:: TEXT TO READ ::

Why freeze them? If a better model causes people to change what they use it for, then using real-time weights would bake the outcome into the predictor. Freezing at pre-period values avoids that circularity.

Are the frozen weights stable? I tested this directly by comparing pre-period category proportions to usage in later version periods. The per-user correlations are high (mean r = 0.84 for v1.1, 0.82 for v1.2, with median above 0.91), and population-level means are essentially unchanged across periods. The frozen-weights assumption holds in this data.

How much pre-period data is enough? Refitting the model with weights frozen at progressively shorter windows shows a clean pattern:

Freeze window	Weeks used	r(Q_fw, Q_canonical)	β̂	Recovery
Early	1–3	0.925	0.773	77%
Mid	1–5	0.976	0.819	82%
Full (canonical)	1–7	1.000	0.877	88%

Recovery is monotone in pre-period length. Three weeks of history gives noisier weight estimates, which pushes the coefficient toward zero — a direct errors-in-variables relationship. Most of the improvement happens in the first five weeks (r = 0.976 vs. the canonical); extending to seven provides modest additional gain. In practice: five or more weeks of pre-period history puts you in reasonable shape, and anything shorter should be treated with a K-L correction applied to account for the extra attenuation.

The weights reflect genuine role-based patterns:

Category	Average Weight	Spread (SD)
Coding	0.246	0.153
Creative Writing	0.151	0.160
General QA	0.204	0.124
Math/Logic	0.214	0.123
Scientific	0.184	0.128

Software engineers skew to ~41% Coding. Writers hit ~54% Creative Writing. These role-driven differences create real variation in experienced quality.

:::

[WORK TO COMPLETE]
Answer these questions from the text on frozen weights:
(a) What mean per-user correlation is reported for v1.2?
(b) What recovery does the freeze window covering weeks 1–5 achieve?
(c) Which category has the largest spread (SD) in its weight?

:: DATA ROWS ::

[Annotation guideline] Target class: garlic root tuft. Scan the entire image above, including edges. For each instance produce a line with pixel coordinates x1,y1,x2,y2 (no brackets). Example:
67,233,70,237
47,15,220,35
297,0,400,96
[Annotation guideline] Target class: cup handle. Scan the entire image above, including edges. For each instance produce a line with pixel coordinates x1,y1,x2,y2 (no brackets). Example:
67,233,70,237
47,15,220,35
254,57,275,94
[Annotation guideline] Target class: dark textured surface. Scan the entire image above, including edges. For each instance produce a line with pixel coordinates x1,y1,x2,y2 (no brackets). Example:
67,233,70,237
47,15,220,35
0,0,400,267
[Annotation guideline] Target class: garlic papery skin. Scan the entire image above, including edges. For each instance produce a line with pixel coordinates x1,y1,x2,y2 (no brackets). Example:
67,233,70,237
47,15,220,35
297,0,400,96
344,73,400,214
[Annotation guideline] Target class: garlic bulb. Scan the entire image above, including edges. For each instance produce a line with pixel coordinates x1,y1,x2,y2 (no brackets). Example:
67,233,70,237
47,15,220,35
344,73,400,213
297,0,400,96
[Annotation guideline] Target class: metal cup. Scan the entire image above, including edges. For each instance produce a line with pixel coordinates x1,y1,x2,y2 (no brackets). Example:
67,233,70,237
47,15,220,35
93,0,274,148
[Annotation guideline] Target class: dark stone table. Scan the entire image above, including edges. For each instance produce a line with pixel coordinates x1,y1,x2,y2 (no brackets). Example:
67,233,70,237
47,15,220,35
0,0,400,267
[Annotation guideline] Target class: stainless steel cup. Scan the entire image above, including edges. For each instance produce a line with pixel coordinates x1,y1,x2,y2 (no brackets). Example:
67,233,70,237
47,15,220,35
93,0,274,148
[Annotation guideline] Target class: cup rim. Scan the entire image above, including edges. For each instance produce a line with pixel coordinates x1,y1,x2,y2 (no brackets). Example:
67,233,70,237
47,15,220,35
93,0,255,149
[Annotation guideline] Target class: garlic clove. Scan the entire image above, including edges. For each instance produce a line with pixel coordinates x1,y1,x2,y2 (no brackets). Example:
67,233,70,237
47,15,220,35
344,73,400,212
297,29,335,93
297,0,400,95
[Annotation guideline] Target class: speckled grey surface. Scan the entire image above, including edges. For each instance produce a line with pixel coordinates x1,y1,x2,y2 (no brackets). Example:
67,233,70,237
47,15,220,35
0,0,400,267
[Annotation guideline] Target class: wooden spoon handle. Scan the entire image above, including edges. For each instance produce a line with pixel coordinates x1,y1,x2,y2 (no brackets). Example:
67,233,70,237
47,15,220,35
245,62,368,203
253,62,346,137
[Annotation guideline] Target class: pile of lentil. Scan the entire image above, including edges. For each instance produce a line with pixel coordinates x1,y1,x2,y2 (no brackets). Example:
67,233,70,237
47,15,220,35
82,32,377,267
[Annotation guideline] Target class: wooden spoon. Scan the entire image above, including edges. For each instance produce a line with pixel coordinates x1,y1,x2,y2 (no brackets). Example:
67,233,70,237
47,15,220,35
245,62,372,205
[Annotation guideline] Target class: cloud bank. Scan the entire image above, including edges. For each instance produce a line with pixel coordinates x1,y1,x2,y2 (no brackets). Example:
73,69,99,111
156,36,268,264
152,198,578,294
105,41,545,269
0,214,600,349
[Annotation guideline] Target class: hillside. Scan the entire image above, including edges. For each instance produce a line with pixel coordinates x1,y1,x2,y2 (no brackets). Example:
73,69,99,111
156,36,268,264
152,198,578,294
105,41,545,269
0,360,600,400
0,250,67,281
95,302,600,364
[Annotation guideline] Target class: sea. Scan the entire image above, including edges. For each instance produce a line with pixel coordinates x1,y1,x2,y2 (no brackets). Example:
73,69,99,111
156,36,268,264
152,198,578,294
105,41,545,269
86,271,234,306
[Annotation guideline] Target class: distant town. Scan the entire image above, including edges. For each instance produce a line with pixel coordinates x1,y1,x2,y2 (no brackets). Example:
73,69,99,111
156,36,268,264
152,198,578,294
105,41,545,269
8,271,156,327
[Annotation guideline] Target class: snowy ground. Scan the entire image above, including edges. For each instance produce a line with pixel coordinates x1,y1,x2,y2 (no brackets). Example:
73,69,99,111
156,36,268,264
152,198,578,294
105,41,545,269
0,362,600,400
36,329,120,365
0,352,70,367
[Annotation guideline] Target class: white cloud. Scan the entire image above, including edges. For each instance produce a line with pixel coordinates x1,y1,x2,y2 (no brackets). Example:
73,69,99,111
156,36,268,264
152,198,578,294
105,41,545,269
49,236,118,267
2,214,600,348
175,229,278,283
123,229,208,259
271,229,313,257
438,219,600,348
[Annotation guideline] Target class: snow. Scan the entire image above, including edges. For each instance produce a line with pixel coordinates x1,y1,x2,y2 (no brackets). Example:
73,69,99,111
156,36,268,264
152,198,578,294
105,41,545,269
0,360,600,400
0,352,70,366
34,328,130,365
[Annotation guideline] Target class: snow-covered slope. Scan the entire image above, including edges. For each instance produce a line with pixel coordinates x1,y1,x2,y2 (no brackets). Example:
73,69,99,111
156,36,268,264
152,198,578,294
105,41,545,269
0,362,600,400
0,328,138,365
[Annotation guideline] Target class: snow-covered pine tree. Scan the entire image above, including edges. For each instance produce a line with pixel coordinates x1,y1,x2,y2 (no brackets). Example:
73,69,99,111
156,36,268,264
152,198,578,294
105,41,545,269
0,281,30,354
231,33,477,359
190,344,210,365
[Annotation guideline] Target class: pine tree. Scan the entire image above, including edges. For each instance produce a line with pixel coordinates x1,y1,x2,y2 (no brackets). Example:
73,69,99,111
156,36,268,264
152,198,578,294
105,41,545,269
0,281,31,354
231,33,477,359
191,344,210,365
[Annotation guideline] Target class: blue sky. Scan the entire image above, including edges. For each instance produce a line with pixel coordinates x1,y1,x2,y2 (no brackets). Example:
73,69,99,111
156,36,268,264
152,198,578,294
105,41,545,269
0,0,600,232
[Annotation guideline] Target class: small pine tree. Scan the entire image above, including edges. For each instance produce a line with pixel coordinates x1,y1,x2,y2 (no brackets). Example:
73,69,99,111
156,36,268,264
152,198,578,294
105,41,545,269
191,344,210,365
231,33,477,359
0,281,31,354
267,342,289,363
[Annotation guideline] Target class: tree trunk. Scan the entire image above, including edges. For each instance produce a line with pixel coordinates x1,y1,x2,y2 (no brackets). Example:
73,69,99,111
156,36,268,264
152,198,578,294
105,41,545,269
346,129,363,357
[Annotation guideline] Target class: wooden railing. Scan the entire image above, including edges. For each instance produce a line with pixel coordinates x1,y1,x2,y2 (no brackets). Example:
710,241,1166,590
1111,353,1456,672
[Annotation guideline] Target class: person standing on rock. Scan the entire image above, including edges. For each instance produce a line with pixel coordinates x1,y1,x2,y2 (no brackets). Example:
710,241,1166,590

:::

[CORRECT RESULT]
(a) 0.82
(b) 82%
(c) Creative Writing, with an SD of 0.160